### ASSIGNED TASK:
Every entry is to be copied exactly as written, and the pictures are to be skipped.
DATA FOR THIS EXERCISE START
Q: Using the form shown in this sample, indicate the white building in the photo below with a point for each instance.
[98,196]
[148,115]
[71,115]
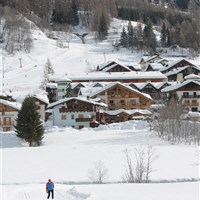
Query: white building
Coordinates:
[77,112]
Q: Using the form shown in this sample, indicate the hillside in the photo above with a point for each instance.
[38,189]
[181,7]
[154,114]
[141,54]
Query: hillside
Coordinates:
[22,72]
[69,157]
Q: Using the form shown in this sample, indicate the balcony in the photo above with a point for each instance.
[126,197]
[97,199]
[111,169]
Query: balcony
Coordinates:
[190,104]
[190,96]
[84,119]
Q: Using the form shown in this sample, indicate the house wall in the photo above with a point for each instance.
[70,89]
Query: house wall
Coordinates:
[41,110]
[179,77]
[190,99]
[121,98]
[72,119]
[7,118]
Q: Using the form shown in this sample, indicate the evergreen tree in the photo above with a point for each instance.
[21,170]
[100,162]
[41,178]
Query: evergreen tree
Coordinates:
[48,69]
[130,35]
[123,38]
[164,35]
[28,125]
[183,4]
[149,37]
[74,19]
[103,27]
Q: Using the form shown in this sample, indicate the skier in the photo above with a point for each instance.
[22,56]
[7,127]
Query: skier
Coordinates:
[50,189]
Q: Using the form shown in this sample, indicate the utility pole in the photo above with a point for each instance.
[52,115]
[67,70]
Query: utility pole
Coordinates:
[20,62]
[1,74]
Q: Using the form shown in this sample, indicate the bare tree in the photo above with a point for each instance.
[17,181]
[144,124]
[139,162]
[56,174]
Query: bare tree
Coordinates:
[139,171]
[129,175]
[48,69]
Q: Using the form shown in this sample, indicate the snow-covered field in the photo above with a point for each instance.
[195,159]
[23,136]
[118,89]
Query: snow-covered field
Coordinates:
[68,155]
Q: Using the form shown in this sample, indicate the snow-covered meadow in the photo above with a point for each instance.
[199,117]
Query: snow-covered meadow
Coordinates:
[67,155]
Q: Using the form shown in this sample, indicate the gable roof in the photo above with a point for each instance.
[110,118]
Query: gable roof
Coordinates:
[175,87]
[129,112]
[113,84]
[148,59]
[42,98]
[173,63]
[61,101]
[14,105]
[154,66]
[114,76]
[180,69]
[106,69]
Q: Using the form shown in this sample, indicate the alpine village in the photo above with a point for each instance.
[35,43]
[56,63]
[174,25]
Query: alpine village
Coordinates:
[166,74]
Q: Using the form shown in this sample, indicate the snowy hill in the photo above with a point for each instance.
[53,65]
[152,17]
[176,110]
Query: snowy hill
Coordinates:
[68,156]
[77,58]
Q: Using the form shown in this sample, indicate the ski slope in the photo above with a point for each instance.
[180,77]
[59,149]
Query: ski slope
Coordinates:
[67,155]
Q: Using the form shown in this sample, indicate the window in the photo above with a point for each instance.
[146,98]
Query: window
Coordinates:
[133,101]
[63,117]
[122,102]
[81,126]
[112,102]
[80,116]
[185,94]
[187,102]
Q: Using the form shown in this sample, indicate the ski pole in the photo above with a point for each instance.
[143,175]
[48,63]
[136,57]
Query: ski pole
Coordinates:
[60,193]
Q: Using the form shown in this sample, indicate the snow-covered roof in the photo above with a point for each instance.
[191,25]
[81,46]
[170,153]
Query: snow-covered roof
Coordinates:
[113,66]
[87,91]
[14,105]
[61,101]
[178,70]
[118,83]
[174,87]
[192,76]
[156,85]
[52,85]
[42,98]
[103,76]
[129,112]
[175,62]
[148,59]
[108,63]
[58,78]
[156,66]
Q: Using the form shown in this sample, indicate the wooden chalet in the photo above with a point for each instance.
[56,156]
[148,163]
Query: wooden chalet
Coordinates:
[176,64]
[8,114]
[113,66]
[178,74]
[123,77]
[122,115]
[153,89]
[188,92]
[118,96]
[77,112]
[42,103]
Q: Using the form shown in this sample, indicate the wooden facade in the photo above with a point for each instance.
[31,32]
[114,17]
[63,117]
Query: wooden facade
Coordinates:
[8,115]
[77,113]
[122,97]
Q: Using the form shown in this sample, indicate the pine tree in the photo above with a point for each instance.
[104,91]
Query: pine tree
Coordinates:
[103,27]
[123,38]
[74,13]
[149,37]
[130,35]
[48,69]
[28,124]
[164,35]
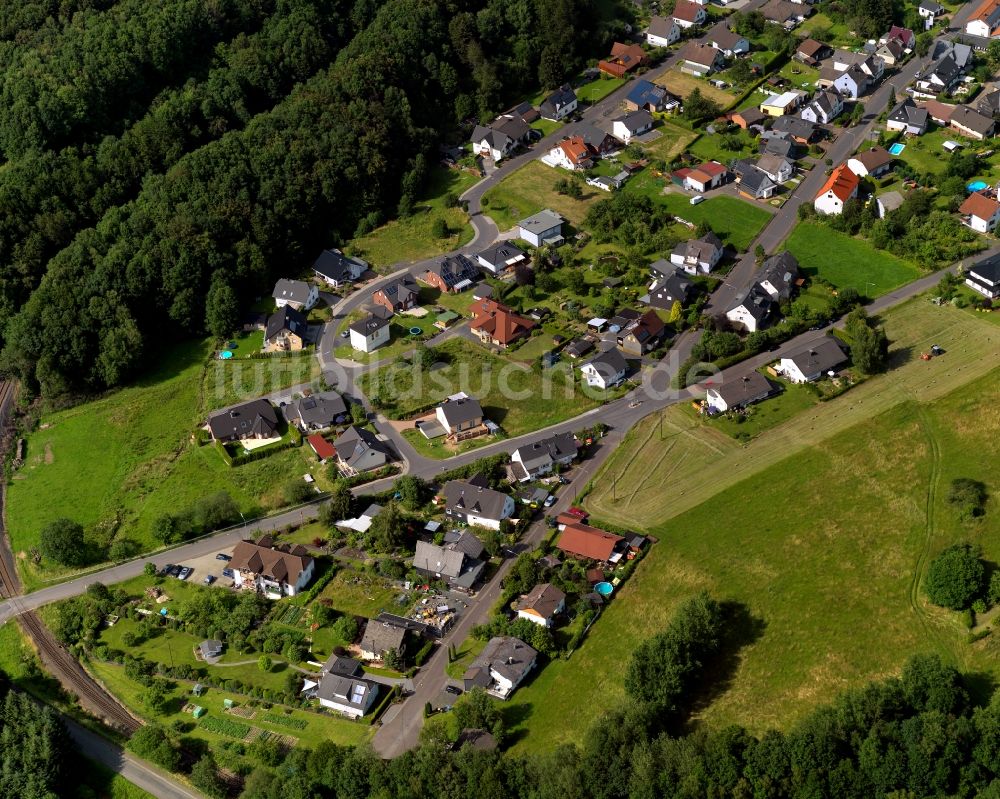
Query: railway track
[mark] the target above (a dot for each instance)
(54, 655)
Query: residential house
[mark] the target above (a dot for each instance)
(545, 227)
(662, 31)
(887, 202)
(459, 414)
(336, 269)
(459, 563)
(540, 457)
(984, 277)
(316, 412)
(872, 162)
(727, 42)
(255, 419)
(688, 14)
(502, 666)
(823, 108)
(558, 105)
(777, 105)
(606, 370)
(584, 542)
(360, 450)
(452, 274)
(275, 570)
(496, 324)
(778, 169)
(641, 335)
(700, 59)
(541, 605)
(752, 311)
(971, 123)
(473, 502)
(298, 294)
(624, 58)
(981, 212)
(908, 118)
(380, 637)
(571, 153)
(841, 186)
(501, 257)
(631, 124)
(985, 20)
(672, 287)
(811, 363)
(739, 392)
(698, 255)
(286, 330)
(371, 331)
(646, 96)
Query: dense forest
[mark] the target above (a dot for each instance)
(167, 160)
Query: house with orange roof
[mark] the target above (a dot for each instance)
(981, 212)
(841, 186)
DATA FOR THIS EXERCISE END
### EXERCISE RESPONSE:
Q: Using the form shown in this sample, indicate the white building in the photo below with a point for each instance.
[98,196]
[148,115]
[71,115]
Query: white building
Coordinates:
[77,112]
Q: Using the form shown in this sample, indicate the hillside in the photo above with a point for each instance.
[38,189]
[181,7]
[154,114]
[141,54]
Query: hillside
Coordinates:
[22,72]
[69,157]
Q: Using the form shown in this sample, indicate the balcony in the photo above with a point for each instance.
[126,197]
[97,199]
[111,169]
Query: balcony
Coordinates:
[190,104]
[190,96]
[84,119]
Q: Using the form shown in this sample, indicate the house wall in the photo above with a point for each instance.
[70,89]
Query: house wall
Coordinates:
[41,110]
[179,77]
[190,99]
[121,98]
[72,119]
[7,118]
Q: Using the form shown in this sample, indicate the evergreen tree in the photo above with a point for each instance.
[21,170]
[100,162]
[41,178]
Query: evergreen tree
Coordinates:
[48,69]
[130,35]
[123,38]
[164,35]
[28,125]
[183,4]
[149,37]
[74,19]
[103,27]
Q: Using the form shown in this sample, indicate the skier in the photo above with a point for each instance.
[22,56]
[7,127]
Query: skier
Coordinates:
[50,189]
Q: Using the form shown in this sample, indicate the utility pole in the photo above with a point for each instance.
[52,115]
[67,70]
Query: utility pole
Coordinates:
[20,62]
[1,74]
Q: Using the form shown in this sample, indicate the bare tree in the photo above with a point for each instance.
[17,181]
[144,124]
[139,162]
[56,174]
Query: bare tree
Coordinates:
[139,171]
[129,175]
[48,69]
Q: Using the form shown in this sample, indicate the snow-covered field in the photo above with a point for each instance.
[195,159]
[23,136]
[118,89]
Query: snow-covered field
Coordinates:
[68,155]
Q: Using the form shown in this sample, indicate the snow-covered meadow in the photo above with a point for each instance.
[199,117]
Query: snow-covered meadow
Coordinates:
[67,155]
Q: Using the form shown in this sample, indicate the gable roof in the photo above with a point for each instance.
[110,118]
Query: gable roof
Coordinates:
[175,87]
[129,112]
[113,84]
[148,59]
[42,98]
[173,63]
[61,101]
[14,105]
[154,66]
[114,76]
[180,69]
[106,69]
Q: Using the form shown in this sample, indicate the alpine village in the photo above with a point for each instance.
[35,43]
[56,63]
[174,25]
Query: alpine village
Coordinates:
[166,74]
Q: Using the form shown in this sample, indicate the snowy hill in the photo above with a point for each instance.
[53,65]
[152,17]
[176,110]
Query: snowy hill
Coordinates:
[68,156]
[77,58]
Q: Using the form shown in this sample, indicate the ski slope in the photo above with a point for each instance.
[180,77]
[59,149]
Query: ski slope
Coordinates:
[67,155]
Q: Using the form shown in this sample, indicate the window in the photo above with a point for each instance.
[146,98]
Query: window
Coordinates:
[133,101]
[63,117]
[122,102]
[81,126]
[112,102]
[80,116]
[185,94]
[187,102]
Q: Using the form shown in this sample, indicate the ski pole in the photo above with a point for each instance.
[143,175]
[48,63]
[136,57]
Query: ski pole
Coordinates:
[60,193]
Q: Using the form shown in this sample, indicate the snow-covered roof in the photo above with a point for each instance.
[191,25]
[81,46]
[170,153]
Query: snow-covered roof
Coordinates:
[113,66]
[87,91]
[14,105]
[61,101]
[178,70]
[118,83]
[174,87]
[192,76]
[156,85]
[52,85]
[42,98]
[103,76]
[129,112]
[175,62]
[148,59]
[108,63]
[58,78]
[156,66]
Q: Using the form shown in this sample, indicate the wooden chalet in the photo above with a point for each instance.
[56,156]
[148,163]
Query: wooden chalet
Coordinates:
[176,64]
[8,114]
[113,66]
[178,74]
[123,77]
[122,115]
[153,89]
[188,92]
[118,96]
[77,112]
[42,103]
Q: Using the form shown in this sample, indicate the wooden facade in the photo above with a point for each instance.
[31,32]
[114,17]
[63,117]
Query: wooden facade
Coordinates:
[8,115]
[77,113]
[122,97]
Q: Using the form shown in this sample, indicate the pine tree in the photo above with a point for each instance.
[104,91]
Query: pine tree
Coordinates:
[103,27]
[123,38]
[74,13]
[149,37]
[130,35]
[48,69]
[28,124]
[164,35]
Query: railway track
[mark] the target above (a dot for each instance)
(54, 655)
Query: residential house
[mark] the target above (a dot for each instance)
(545, 227)
(662, 31)
(887, 202)
(459, 414)
(336, 269)
(459, 563)
(540, 457)
(984, 277)
(316, 412)
(872, 162)
(727, 42)
(255, 419)
(688, 14)
(502, 666)
(823, 108)
(558, 105)
(777, 105)
(606, 370)
(584, 542)
(360, 450)
(452, 274)
(275, 570)
(496, 324)
(778, 169)
(641, 335)
(700, 59)
(541, 605)
(752, 311)
(971, 123)
(473, 502)
(298, 294)
(624, 58)
(981, 212)
(908, 118)
(380, 637)
(571, 153)
(841, 186)
(501, 257)
(631, 124)
(985, 20)
(672, 287)
(811, 363)
(739, 392)
(698, 255)
(286, 330)
(371, 331)
(646, 96)
Query: dense forest
[mark] the target above (a dot for each instance)
(167, 160)
Query: house with orange roof
[mark] the target above (a dot for each instance)
(981, 212)
(841, 186)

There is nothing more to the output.